Return each line of the items below that contains the string "target", copied unchanged.

###

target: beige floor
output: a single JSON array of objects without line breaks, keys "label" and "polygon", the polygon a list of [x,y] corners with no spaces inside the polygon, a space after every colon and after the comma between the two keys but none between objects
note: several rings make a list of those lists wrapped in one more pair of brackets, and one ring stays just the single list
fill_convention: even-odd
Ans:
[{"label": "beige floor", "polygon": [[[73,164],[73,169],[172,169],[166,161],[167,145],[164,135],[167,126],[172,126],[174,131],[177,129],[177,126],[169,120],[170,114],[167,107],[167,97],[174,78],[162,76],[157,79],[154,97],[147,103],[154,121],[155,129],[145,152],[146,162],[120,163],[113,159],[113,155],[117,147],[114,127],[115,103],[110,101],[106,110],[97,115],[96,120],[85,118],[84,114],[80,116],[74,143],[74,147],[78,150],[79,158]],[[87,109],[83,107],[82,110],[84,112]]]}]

###

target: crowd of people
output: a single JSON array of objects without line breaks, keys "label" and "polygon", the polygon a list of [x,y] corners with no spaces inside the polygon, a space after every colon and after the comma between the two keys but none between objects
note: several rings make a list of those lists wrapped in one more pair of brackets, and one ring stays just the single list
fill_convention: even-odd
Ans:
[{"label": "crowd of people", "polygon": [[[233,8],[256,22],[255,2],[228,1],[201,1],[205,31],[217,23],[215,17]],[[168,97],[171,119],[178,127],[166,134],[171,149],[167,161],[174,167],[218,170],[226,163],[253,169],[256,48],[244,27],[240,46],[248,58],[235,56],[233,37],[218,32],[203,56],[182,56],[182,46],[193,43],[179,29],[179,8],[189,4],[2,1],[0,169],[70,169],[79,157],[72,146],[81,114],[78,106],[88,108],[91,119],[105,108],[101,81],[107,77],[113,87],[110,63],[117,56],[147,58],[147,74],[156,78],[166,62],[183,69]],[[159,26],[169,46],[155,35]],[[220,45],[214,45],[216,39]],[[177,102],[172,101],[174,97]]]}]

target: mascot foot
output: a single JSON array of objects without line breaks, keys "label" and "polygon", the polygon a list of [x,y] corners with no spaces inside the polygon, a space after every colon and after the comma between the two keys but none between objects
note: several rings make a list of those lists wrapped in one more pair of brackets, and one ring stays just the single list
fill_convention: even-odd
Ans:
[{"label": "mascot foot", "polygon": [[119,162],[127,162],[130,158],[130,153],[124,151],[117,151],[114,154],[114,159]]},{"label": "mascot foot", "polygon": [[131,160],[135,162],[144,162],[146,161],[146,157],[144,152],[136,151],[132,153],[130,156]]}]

###

- **TASK RESULT**:
target: beige floor
target: crowd of people
target: mascot foot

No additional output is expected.